> _TASK REQUIREMENTS_:
- a) In the Great People analysis, how many Monte Carlo runs were done for each possible case?
- b) Please return the passage of the Great People analysis from "Let's also say" to "get is random).", copied word for word.

These are maybe more important strats for me than most people cos I prefer to play with tech trading turned off most of the time so the science discoveries are vital (on emporer they have been to keep ahead with tech trading off, but getting the early wonders is much harder so I mostly have to forego any real GP strat since they suck unless you go all the way). But even with tech trading allowed as default it's still nice mega-bonus and just plain fun way to play.
 
OK, new analysis. :)

Lets say we have built some Wonders at the capital, that in total generate 4 Great Prophet points, 4 Great Artist points, and 2 Great Engineer points. This seems to be a relatively common distribution in many of my games. Since I'm mainly doing this analysis for my benefit, that's what I'll assume. If you play differently... feel free to do your own analysis! :lol:

So 10 GPP/turn in the Capitol from Wonders that were built for the primary effect of the Wonder, and the GPP was just bonus. Now, let's say we've decided we want two types of Great People more than anything else: Prophets and Engineers. (Just as an example).

Let's also say we have a secondary city that has also built a Wonder (say, giving 2 Great Merchant points), and that city can support 3 specialists. The capitol can support 3 specialists as well, and the National Epic has been built there. Finally, lets say we have another town which can support 2 specialists but has no Wonders.

How do we go about getting the most Prophets and Engineers over the next 200 turns, assuming we've already generated 2 great people so far in the game?

I ran each possible permutation (48 cases), with 1000 Monte Carlo runs each (since the type of Great Person you get is random).


In this scenario, the Capital generates 9 Great People, the secondary city generates 1 Great Person, and the other city is unable to generate any Great People. The secondary city is no slouch, with 1 Wonder and 3 Specialists, generating 11 GPP/turn (2 + 3*3), but this can "only" generate 2200 Great People points in 200 turns. The other city is running 2 Specialists for 6 GPP/turn, but still is unable to generate a Great Person over 200 turns (since it generates 600 in that time, but the requirement reaches 1400).

For getting the most Great Prophets (average of ~6.9), making all Specialists into Priests is the obvious answer. This setup still generates 1 Great Engineer on average.

For getting the most Great Engineers (average of ~6.1), making all Specialists into Engineers is the obvious answer. This setup generates nearly 2 Great Prophets on average.

However, if we look at the sum of Great Engineers and Great Prophets (basically, trying to drown out the Artist and Merchant points from our Wonders), the total variation is small (~0.2). If neither Engineers or Prophets are valued more than the other, the selection of Specialists should be based on their raw benefits, not the GPPs they generate.

Since the total number of points in each city is constant for all cases, all cases generate 10 Great People within the 200 turns. However, it appears that very consistently, you will get 2 Great People who are not Prophets or Engineers. This is typically Artists from the Capital and Merchants from the Secondary city, due to their Wonders.

In summary, this further emphasizes that generating a few GPP in your cities just won't do much for you, and should not be a consideration when adding Specialists or Wonders to your other cities. GPP should really only enter into the decision making process for the Capital and perhaps one other city. The rest of the time, just worry about the benefits of the Specialists and Wonders, and don't concern yourself with trying to accumulate GPPs there.
 
So my next thought was... does it ever make sense to not have Specialists in cities with different kinds of Wonders? Basically, since the Capital has a variety of points, perhaps instead of producing more "random" Great People there, we should generate no extra points there, allowing the other cities to generate the exact Great People we want.

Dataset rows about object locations
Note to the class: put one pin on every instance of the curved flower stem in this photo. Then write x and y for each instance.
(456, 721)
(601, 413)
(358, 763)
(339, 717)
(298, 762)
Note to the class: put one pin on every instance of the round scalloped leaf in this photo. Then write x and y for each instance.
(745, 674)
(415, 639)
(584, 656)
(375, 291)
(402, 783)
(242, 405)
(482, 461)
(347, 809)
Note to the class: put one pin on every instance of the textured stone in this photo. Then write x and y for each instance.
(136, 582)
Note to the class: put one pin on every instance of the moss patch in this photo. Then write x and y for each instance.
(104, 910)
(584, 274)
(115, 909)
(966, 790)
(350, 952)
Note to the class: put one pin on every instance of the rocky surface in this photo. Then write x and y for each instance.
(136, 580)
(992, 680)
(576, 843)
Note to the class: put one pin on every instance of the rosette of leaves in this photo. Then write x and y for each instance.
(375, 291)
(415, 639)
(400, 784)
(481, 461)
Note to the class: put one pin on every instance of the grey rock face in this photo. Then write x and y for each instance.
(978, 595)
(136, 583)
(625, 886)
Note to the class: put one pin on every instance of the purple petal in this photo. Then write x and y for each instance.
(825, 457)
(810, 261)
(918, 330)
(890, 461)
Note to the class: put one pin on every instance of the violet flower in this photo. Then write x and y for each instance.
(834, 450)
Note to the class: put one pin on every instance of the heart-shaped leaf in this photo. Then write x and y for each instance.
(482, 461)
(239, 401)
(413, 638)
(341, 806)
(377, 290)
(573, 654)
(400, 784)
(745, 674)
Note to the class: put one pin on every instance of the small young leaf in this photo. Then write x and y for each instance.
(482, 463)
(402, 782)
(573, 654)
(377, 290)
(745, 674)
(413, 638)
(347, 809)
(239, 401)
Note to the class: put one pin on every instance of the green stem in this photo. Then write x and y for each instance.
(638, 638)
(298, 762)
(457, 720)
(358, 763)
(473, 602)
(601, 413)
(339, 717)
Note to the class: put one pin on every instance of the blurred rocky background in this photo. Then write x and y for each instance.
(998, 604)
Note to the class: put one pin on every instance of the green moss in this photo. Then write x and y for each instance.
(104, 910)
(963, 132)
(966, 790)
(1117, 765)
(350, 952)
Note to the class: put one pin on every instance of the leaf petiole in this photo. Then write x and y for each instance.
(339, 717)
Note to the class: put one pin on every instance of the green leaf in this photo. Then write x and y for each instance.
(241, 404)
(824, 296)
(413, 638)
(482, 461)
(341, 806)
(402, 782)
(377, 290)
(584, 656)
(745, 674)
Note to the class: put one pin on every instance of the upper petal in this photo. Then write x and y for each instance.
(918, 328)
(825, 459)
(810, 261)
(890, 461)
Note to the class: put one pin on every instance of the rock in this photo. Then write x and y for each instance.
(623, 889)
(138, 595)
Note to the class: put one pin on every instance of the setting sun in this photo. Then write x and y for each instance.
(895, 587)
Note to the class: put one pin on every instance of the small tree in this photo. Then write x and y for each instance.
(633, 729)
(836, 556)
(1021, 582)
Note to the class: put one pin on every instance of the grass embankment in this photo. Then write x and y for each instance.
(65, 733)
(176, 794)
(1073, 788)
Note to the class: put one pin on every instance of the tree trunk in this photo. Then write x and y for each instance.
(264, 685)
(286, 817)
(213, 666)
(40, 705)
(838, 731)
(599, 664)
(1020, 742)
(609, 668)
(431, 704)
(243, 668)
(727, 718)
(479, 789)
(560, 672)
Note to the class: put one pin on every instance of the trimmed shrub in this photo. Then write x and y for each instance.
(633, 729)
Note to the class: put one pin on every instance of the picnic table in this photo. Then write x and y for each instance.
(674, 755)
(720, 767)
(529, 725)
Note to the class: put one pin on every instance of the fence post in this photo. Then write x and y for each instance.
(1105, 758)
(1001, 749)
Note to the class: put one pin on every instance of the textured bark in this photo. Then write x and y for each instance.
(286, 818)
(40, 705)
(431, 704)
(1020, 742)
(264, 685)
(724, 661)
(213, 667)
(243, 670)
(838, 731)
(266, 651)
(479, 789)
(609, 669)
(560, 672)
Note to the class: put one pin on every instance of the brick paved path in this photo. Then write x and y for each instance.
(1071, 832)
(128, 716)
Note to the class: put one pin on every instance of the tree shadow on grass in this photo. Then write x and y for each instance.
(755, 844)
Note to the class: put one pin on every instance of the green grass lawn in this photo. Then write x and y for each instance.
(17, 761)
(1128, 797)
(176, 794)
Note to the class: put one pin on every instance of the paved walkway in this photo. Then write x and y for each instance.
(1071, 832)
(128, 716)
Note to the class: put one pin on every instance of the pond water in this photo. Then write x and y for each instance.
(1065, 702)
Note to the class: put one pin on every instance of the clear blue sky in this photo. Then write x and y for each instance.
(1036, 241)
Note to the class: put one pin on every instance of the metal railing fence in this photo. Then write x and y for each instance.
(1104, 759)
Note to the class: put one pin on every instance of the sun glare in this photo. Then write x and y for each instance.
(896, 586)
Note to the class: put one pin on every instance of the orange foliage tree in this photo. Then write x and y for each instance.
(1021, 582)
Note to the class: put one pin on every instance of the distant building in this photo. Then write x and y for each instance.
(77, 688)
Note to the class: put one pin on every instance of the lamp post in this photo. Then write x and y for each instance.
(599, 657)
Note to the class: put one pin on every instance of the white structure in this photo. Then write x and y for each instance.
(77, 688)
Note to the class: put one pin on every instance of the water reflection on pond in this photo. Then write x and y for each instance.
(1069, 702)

> _TASK RESULTS_:
- a) 1000

- b)
Let's also say we have a secondary city that has also built a Wonder (say, giving 2 Great Merchant points), and that city can support 3 specialists. The capitol can support 3 specialists as well, and the National Epic has been built there. Finally, lets say we have another town which can support 2 specialists but has no Wonders.

How do we go about getting the most Prophets and Engineers over the next 200 turns, assuming we've already generated 2 great people so far in the game?

I ran each possible permutation (48 cases), with 1000 Monte Carlo runs each (since the type of Great Person you get is random).